:: PROVIDED RECORDS ::

□ □ □ □

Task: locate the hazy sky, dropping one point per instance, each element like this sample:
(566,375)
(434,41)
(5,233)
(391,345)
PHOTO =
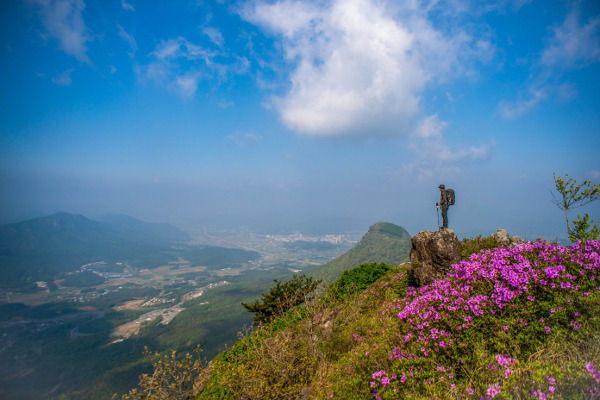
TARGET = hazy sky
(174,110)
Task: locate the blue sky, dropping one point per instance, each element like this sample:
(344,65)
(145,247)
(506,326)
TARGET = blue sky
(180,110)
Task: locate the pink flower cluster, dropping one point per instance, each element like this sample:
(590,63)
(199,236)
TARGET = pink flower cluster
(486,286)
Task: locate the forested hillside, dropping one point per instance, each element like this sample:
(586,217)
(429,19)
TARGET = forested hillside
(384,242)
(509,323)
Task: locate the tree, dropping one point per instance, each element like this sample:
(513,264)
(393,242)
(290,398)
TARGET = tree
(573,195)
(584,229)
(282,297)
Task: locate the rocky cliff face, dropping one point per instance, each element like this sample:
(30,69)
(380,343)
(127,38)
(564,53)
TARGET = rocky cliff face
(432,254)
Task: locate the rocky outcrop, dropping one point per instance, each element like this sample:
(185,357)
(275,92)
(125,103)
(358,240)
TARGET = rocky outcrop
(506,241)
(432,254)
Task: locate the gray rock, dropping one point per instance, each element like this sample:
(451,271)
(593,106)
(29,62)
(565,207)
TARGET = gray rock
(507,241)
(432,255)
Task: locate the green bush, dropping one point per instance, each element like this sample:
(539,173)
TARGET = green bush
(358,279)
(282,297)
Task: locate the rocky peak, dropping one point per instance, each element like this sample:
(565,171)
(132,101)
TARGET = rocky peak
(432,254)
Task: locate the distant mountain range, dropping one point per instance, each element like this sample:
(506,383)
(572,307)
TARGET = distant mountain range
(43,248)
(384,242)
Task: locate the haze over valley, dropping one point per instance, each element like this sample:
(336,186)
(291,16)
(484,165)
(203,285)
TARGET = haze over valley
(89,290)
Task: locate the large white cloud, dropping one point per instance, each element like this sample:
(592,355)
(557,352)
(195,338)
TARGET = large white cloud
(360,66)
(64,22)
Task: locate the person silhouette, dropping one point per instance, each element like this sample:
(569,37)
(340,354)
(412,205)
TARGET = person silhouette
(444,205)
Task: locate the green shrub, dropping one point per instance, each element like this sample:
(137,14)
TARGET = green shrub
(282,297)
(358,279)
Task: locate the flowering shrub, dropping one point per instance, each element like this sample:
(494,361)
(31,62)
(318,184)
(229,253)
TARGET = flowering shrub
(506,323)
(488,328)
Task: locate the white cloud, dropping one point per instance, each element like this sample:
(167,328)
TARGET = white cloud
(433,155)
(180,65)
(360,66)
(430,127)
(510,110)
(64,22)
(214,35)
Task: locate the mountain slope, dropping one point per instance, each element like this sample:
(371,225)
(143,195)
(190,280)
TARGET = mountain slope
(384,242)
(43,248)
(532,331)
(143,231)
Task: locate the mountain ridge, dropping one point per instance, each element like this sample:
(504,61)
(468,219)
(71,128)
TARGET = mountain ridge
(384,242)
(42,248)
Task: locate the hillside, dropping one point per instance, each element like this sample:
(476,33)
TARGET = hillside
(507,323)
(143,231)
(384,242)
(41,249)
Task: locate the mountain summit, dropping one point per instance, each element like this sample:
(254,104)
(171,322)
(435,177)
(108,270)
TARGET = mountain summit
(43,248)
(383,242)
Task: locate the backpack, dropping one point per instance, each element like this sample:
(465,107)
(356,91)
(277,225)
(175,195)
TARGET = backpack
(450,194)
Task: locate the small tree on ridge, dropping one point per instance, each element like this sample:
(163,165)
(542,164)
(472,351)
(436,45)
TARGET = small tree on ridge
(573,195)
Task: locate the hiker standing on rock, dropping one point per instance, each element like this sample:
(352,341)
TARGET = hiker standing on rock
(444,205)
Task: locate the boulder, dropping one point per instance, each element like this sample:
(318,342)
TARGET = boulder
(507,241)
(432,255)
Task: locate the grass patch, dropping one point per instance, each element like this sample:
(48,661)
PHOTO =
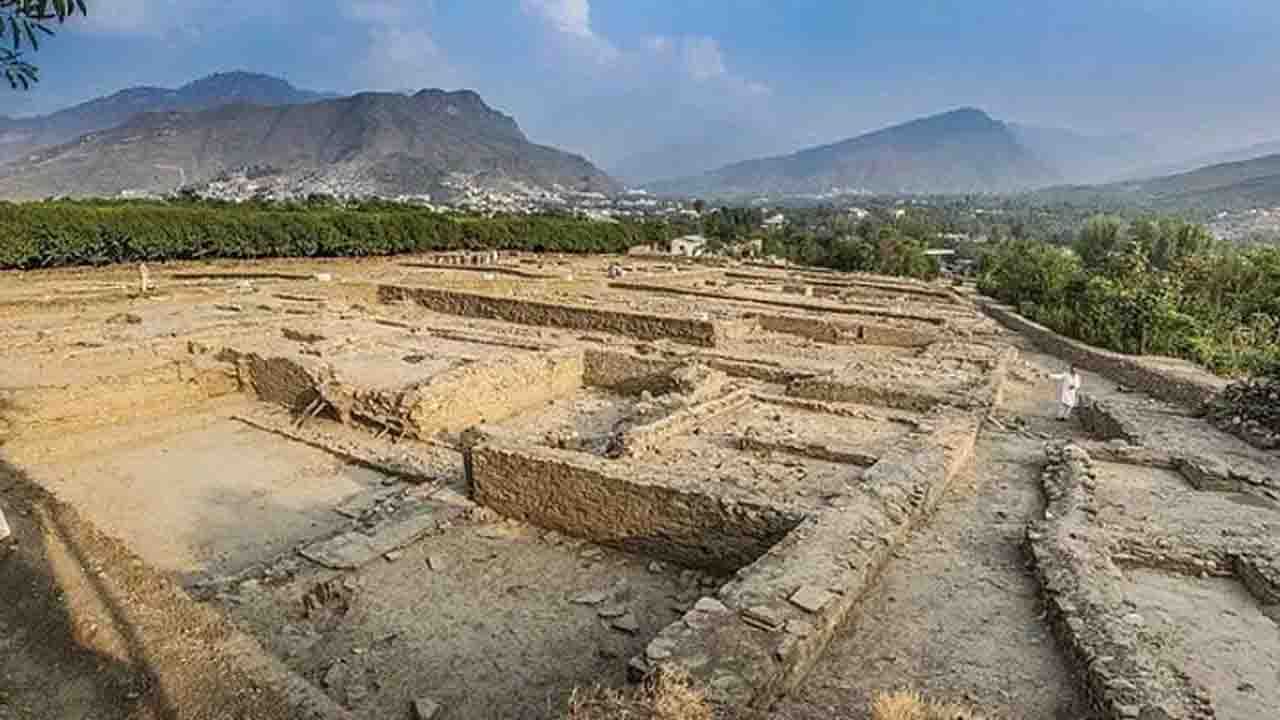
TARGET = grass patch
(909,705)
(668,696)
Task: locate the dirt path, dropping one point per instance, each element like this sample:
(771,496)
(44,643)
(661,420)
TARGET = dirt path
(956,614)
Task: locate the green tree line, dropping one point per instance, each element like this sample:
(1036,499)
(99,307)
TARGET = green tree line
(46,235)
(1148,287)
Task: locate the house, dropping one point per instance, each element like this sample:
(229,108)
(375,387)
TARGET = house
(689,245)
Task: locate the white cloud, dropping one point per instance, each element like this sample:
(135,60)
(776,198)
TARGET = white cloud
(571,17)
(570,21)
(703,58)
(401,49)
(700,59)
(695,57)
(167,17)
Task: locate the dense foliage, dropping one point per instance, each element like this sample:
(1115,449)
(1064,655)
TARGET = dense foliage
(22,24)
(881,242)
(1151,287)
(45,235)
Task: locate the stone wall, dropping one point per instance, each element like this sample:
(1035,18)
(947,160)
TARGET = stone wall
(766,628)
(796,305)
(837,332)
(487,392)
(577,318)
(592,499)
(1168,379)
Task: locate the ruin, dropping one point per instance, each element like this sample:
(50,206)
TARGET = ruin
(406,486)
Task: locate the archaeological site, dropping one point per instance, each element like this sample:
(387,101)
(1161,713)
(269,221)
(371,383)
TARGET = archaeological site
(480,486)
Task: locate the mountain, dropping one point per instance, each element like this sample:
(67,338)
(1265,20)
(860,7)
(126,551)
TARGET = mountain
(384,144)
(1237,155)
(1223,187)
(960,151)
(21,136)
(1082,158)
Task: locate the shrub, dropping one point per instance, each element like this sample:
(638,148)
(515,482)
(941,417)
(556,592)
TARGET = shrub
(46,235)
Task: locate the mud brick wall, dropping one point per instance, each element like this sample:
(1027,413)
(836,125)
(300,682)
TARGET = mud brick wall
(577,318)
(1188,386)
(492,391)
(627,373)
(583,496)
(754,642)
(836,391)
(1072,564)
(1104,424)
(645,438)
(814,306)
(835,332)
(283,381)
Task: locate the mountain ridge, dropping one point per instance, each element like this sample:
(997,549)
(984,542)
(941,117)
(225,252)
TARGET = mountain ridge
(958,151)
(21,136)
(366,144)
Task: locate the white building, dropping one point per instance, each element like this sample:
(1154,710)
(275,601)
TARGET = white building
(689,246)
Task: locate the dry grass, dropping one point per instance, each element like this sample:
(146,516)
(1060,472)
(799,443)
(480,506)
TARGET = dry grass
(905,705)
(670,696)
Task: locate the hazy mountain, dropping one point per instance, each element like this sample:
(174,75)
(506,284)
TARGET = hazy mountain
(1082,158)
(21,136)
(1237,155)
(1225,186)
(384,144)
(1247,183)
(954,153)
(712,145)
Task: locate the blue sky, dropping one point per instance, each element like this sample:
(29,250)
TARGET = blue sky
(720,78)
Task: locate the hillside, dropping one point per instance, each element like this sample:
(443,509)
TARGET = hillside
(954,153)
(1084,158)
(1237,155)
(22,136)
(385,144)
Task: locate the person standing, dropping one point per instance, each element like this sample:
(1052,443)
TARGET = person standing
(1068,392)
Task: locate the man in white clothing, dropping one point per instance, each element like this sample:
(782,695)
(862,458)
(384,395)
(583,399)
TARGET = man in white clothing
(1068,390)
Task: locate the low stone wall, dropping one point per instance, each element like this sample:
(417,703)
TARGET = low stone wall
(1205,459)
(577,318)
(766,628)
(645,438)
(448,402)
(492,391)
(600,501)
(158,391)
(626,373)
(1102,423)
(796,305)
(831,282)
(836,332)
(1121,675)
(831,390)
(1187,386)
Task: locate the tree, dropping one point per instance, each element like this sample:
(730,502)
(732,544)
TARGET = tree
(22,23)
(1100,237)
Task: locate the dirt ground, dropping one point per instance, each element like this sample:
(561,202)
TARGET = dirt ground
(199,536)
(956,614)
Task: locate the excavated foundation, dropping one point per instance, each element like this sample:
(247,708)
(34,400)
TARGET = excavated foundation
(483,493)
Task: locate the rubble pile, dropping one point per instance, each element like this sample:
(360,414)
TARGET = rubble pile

□ □ □ □

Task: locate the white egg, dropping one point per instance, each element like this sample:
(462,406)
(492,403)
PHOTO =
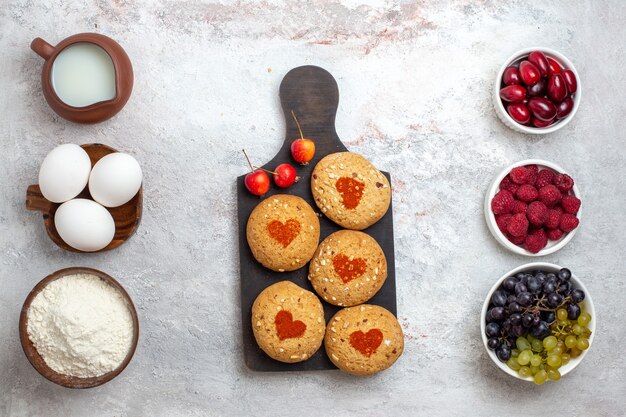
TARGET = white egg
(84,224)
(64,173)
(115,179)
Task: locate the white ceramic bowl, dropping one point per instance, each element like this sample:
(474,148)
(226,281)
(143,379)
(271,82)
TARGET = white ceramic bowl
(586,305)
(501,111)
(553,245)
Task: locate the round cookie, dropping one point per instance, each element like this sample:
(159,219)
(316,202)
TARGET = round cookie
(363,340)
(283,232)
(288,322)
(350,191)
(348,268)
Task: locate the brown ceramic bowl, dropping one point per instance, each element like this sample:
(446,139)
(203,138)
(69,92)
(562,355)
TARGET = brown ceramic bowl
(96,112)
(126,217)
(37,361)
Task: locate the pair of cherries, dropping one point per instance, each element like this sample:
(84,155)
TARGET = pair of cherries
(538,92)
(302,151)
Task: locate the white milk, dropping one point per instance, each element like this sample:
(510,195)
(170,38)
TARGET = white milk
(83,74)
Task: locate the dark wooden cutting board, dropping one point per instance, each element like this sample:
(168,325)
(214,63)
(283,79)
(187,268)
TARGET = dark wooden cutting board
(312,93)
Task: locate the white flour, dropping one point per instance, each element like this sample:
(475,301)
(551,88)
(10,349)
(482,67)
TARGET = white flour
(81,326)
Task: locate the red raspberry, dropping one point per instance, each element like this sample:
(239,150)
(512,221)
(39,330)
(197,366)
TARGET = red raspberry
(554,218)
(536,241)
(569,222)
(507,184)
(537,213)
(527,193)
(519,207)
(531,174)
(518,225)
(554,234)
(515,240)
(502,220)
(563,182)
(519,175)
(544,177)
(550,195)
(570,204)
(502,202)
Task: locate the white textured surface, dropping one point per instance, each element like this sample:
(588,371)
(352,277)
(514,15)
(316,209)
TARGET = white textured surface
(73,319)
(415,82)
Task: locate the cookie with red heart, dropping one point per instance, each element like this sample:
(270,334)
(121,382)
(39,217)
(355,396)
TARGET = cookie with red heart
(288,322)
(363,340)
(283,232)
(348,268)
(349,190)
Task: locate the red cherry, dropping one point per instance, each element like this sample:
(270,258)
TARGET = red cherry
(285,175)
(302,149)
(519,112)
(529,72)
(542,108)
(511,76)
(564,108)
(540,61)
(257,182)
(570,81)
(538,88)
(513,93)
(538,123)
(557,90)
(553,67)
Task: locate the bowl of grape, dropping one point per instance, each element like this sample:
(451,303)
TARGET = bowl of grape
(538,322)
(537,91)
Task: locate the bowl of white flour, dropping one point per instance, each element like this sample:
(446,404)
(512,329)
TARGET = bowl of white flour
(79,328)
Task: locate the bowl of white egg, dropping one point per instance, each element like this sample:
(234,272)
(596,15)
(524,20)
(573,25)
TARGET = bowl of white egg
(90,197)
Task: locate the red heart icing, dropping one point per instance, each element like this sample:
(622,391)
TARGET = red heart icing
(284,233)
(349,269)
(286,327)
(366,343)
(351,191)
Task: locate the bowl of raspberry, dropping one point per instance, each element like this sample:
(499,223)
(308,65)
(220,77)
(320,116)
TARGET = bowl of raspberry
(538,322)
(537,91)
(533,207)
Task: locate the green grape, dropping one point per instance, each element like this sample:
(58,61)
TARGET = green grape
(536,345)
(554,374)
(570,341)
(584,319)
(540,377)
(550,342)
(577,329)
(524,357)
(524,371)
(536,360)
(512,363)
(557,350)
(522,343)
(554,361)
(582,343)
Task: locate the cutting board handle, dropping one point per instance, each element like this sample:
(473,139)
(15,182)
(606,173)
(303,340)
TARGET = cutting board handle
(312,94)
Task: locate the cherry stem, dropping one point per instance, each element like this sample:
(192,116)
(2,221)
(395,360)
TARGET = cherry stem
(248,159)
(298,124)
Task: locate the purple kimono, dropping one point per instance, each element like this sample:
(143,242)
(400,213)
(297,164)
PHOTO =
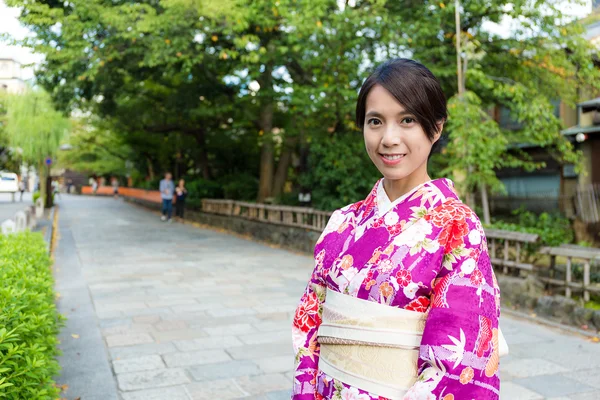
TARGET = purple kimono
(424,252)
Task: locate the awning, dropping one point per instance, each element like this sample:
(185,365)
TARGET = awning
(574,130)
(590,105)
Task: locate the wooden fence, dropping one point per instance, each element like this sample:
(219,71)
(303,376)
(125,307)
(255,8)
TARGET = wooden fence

□ □ □ □

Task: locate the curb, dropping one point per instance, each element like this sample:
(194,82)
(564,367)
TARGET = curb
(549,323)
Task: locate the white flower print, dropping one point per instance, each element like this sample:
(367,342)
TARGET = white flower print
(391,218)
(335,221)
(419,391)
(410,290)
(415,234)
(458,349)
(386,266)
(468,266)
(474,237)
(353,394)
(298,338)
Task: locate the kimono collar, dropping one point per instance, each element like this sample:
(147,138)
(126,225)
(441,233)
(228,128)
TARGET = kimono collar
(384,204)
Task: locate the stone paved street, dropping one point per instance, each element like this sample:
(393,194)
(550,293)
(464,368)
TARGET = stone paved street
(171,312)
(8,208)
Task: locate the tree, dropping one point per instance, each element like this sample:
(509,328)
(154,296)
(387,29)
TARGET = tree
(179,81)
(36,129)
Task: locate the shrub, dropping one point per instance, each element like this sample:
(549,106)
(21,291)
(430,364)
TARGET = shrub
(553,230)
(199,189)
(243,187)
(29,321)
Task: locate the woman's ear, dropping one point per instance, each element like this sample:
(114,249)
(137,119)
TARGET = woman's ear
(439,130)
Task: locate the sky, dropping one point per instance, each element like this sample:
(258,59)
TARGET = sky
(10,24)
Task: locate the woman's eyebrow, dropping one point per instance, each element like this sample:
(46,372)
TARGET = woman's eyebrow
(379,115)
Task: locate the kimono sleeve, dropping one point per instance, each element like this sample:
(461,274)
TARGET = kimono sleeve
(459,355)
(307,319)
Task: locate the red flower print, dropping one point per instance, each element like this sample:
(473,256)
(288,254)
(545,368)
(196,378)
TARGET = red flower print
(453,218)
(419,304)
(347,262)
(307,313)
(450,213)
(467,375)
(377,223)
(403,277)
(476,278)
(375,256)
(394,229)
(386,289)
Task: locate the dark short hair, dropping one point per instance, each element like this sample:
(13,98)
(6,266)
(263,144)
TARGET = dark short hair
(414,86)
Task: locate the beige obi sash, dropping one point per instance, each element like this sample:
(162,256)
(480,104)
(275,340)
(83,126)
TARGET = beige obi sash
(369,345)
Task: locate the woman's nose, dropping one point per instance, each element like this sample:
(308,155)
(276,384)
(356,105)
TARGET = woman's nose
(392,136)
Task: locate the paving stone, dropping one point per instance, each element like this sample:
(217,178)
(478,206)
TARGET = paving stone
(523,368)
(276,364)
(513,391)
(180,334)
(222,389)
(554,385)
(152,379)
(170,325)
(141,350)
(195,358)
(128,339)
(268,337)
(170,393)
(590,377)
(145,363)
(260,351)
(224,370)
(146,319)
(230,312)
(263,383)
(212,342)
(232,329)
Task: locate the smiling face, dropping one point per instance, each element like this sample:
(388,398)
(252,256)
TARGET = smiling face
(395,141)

□ □ □ □

How many lines in the records above hold the word "rubble"? Give only the number.

:: SOLUTION TO THE PROBLEM ::
2